Source records:
□ □ □ □

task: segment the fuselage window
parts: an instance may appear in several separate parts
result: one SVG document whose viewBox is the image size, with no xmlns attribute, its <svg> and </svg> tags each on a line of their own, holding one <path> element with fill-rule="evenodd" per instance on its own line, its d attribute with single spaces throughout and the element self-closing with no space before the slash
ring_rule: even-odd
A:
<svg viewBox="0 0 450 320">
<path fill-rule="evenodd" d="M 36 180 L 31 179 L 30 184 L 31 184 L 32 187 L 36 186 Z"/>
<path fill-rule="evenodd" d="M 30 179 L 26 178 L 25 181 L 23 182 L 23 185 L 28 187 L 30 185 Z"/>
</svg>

□ □ □ □

The first line of the records and every line down to the line with "ring_rule: even-odd" must be quoted exactly; leave out all else.

task: segment the fuselage window
parts: an instance may appear in several separate parts
result: one SVG document whose viewBox is the image size, with no xmlns attribute, its <svg> and </svg> tags each on a line of their own, holding one <path> element with fill-rule="evenodd" per instance on its own line, its d attribute with single spaces throughout and the element self-closing with no space before the slash
ring_rule: even-odd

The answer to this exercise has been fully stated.